[[ Information given open ]]

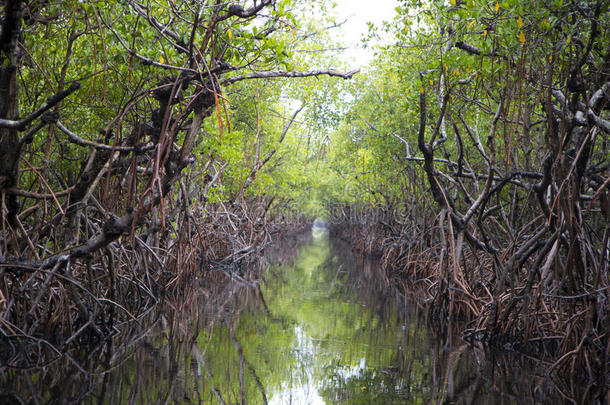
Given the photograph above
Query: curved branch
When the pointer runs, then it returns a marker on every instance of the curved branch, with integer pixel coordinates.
(276, 74)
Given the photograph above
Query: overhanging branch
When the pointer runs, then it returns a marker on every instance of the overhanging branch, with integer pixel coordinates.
(276, 74)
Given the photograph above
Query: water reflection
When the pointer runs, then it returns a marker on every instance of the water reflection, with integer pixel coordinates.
(323, 329)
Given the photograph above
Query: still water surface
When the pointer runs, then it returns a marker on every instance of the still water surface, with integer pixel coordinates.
(323, 329)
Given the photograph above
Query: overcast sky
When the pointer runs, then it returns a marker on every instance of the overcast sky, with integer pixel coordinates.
(358, 13)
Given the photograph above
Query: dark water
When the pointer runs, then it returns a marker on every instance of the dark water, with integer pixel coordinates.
(323, 329)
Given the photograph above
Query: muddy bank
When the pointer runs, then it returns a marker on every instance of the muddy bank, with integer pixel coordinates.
(566, 335)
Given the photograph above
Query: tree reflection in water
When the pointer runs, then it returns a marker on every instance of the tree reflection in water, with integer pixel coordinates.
(325, 328)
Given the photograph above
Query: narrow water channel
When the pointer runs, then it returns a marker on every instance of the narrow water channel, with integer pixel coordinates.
(324, 328)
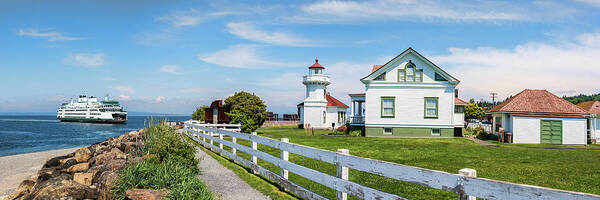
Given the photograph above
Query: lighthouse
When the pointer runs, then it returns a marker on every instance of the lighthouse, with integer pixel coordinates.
(319, 109)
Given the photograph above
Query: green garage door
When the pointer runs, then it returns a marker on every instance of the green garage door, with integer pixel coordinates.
(551, 131)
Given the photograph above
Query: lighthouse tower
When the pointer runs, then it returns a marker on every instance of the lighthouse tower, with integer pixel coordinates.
(319, 109)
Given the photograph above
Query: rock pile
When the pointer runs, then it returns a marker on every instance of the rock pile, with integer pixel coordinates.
(87, 173)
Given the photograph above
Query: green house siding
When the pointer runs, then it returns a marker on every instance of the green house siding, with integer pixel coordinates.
(407, 132)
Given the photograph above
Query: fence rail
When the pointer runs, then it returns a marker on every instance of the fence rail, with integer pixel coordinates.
(462, 184)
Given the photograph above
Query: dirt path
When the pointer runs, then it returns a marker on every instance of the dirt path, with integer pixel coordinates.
(16, 168)
(222, 181)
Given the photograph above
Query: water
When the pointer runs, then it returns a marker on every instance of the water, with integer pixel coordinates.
(26, 133)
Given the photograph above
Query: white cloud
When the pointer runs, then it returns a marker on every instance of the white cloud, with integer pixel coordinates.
(565, 67)
(191, 17)
(123, 97)
(85, 59)
(160, 99)
(172, 69)
(125, 89)
(52, 36)
(241, 56)
(392, 10)
(248, 31)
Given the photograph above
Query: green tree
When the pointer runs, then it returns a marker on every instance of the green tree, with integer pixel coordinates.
(246, 109)
(473, 111)
(199, 113)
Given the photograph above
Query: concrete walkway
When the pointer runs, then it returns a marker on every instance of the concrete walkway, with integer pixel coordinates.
(222, 181)
(16, 168)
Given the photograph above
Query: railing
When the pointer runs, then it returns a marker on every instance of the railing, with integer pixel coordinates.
(357, 119)
(465, 184)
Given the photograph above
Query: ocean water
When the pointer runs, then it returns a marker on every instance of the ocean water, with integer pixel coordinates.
(27, 133)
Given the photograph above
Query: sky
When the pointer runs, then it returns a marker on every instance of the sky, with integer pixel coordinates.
(173, 56)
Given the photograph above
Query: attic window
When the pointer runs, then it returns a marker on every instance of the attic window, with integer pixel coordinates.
(381, 77)
(439, 77)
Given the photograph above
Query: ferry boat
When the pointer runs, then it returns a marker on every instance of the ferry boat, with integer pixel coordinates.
(89, 109)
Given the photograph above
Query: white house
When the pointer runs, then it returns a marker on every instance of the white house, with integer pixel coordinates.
(593, 109)
(540, 117)
(409, 96)
(319, 109)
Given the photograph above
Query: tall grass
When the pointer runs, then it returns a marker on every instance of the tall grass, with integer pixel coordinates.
(169, 165)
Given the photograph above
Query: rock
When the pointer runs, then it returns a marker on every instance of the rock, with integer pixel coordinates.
(83, 154)
(83, 178)
(141, 194)
(23, 189)
(105, 183)
(68, 163)
(78, 167)
(61, 187)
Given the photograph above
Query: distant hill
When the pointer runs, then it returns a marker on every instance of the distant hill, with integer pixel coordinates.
(582, 98)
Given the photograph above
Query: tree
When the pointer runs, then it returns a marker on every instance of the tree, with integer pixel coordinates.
(473, 111)
(246, 109)
(199, 113)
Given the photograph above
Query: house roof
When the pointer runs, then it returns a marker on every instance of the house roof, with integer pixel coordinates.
(316, 65)
(375, 68)
(458, 101)
(410, 49)
(592, 107)
(331, 101)
(537, 101)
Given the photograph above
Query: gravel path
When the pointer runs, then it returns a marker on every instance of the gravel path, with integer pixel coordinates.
(223, 182)
(16, 168)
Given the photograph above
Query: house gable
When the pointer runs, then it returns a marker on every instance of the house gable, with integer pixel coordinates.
(409, 66)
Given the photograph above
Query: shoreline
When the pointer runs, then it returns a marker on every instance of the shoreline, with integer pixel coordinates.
(16, 168)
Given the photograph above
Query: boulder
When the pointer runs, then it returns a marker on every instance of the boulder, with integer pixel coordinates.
(105, 183)
(61, 187)
(78, 168)
(83, 178)
(83, 154)
(142, 194)
(23, 189)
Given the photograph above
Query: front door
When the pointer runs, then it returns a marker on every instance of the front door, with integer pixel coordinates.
(551, 131)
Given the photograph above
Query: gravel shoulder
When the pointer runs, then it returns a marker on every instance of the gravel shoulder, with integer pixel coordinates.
(16, 168)
(222, 181)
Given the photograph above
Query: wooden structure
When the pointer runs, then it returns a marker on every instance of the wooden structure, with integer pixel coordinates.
(465, 184)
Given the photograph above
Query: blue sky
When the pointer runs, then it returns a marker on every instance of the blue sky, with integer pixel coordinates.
(171, 56)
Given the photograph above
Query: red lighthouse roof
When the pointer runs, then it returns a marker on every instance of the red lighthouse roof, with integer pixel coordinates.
(316, 65)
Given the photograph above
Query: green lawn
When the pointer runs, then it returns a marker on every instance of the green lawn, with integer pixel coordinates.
(568, 169)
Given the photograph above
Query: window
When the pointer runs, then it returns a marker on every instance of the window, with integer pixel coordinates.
(387, 130)
(431, 107)
(387, 107)
(436, 131)
(439, 77)
(381, 77)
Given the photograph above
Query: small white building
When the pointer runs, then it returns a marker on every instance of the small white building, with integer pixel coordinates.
(593, 108)
(409, 96)
(319, 109)
(540, 117)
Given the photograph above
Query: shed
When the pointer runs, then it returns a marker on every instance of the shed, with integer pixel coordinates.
(540, 117)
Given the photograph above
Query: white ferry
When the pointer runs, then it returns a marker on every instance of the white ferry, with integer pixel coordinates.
(89, 109)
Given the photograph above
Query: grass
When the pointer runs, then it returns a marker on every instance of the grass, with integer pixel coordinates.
(567, 169)
(169, 165)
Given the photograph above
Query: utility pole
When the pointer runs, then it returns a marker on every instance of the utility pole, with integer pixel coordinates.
(493, 95)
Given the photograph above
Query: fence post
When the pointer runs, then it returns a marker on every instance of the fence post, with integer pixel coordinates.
(468, 173)
(284, 156)
(255, 147)
(233, 150)
(342, 172)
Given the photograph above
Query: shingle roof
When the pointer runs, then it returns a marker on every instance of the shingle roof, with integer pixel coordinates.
(537, 101)
(331, 101)
(458, 101)
(592, 107)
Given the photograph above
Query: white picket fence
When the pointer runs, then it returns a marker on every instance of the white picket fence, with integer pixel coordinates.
(465, 184)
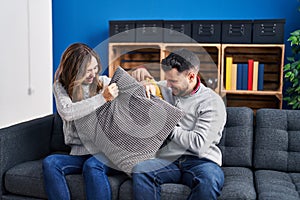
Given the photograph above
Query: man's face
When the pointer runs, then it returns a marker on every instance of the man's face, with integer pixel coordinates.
(178, 82)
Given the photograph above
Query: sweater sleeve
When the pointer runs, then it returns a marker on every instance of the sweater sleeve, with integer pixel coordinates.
(69, 110)
(207, 130)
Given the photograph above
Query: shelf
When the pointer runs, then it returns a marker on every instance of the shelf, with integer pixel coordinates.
(212, 66)
(132, 55)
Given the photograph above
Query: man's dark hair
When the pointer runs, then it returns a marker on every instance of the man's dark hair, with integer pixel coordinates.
(182, 60)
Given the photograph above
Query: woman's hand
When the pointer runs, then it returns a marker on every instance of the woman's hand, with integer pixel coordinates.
(110, 92)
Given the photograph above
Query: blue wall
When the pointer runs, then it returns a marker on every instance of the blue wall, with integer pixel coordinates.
(87, 20)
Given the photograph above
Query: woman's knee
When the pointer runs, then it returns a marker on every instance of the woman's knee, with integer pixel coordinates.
(92, 164)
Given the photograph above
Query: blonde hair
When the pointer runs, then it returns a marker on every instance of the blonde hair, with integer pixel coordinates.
(72, 69)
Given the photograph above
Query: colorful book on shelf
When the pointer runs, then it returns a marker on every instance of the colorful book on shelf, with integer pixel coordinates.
(261, 69)
(250, 73)
(239, 76)
(228, 73)
(245, 76)
(233, 76)
(255, 75)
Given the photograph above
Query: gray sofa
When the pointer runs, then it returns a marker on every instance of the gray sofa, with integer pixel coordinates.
(261, 158)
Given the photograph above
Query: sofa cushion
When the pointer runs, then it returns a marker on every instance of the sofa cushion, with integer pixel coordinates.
(57, 138)
(26, 179)
(277, 139)
(237, 139)
(239, 184)
(168, 191)
(277, 185)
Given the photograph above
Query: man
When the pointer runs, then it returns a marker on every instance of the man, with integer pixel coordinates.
(190, 154)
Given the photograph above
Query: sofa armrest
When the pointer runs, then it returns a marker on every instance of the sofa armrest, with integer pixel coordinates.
(24, 142)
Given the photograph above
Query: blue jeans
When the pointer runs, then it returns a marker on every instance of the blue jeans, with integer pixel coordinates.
(94, 170)
(204, 177)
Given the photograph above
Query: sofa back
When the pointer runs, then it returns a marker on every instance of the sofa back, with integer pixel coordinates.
(277, 140)
(237, 140)
(57, 140)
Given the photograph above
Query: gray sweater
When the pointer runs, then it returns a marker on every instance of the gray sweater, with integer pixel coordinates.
(70, 111)
(200, 130)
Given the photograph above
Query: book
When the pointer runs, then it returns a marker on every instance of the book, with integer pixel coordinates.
(244, 76)
(228, 73)
(261, 69)
(239, 76)
(250, 73)
(255, 75)
(233, 76)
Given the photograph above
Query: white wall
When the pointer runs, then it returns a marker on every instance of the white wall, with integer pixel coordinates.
(25, 60)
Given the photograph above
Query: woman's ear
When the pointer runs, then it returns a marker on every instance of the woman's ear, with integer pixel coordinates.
(192, 76)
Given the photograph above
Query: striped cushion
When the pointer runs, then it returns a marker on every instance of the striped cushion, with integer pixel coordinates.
(130, 128)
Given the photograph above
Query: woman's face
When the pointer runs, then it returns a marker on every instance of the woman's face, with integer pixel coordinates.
(91, 71)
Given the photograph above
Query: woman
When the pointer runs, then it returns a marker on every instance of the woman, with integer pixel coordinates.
(78, 91)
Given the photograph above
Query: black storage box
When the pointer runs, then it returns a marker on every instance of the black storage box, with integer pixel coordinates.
(206, 31)
(122, 31)
(237, 31)
(149, 31)
(268, 31)
(177, 31)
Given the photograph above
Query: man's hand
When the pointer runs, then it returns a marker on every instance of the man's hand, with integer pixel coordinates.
(110, 92)
(141, 74)
(150, 89)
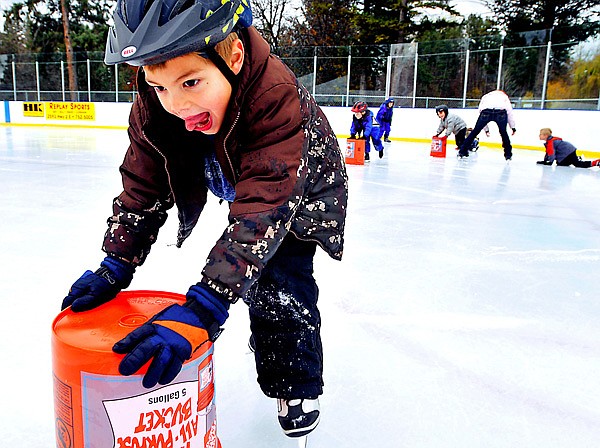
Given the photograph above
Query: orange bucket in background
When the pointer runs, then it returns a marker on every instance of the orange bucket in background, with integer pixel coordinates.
(438, 146)
(96, 407)
(355, 151)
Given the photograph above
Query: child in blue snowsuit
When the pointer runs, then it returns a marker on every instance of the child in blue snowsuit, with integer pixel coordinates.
(384, 118)
(363, 123)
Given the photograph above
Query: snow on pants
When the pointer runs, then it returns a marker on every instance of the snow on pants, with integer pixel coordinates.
(286, 323)
(385, 129)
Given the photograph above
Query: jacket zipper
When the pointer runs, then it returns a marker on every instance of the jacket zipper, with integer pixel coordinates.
(225, 147)
(165, 159)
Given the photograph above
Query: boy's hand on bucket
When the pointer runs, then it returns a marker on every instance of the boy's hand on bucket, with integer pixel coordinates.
(93, 289)
(171, 336)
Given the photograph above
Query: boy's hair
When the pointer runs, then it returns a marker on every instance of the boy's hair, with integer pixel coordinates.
(223, 48)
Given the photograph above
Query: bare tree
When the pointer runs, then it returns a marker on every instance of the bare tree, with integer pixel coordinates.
(272, 18)
(68, 49)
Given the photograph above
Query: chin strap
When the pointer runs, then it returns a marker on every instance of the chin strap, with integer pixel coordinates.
(222, 66)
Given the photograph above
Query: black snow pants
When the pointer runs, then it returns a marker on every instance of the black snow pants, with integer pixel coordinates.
(286, 323)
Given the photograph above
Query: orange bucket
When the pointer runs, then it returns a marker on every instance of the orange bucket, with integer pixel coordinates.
(355, 151)
(438, 146)
(96, 407)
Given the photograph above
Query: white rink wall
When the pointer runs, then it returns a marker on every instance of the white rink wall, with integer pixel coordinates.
(578, 127)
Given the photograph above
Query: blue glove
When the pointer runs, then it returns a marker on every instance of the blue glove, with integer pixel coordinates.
(93, 289)
(171, 336)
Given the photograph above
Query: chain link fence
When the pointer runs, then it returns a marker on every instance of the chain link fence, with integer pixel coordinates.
(455, 72)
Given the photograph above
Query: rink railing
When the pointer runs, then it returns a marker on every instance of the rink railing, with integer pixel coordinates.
(418, 75)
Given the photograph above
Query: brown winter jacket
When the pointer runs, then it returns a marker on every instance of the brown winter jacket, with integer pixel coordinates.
(276, 147)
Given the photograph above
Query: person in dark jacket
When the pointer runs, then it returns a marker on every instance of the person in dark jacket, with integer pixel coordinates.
(564, 153)
(364, 125)
(384, 118)
(216, 111)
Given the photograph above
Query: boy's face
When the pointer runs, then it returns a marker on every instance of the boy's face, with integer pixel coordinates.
(194, 89)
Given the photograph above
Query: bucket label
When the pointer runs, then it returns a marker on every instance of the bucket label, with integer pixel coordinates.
(350, 150)
(165, 417)
(120, 413)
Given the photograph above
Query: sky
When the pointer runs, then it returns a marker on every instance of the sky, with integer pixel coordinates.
(465, 7)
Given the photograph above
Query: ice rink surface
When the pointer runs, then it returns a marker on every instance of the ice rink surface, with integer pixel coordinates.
(466, 311)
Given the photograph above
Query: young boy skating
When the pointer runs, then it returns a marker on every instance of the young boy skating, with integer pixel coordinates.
(384, 118)
(564, 153)
(216, 111)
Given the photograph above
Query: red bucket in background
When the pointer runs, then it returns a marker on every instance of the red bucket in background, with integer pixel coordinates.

[[ Information given closed ]]

Copy exactly the line containing "Query: red bucket in background" and each line after it through the end of the records above.

Query: red bucket in background
When the pointer runs, then it returns a marker on every instance of the red bucket in background, with integer pixel coordinates.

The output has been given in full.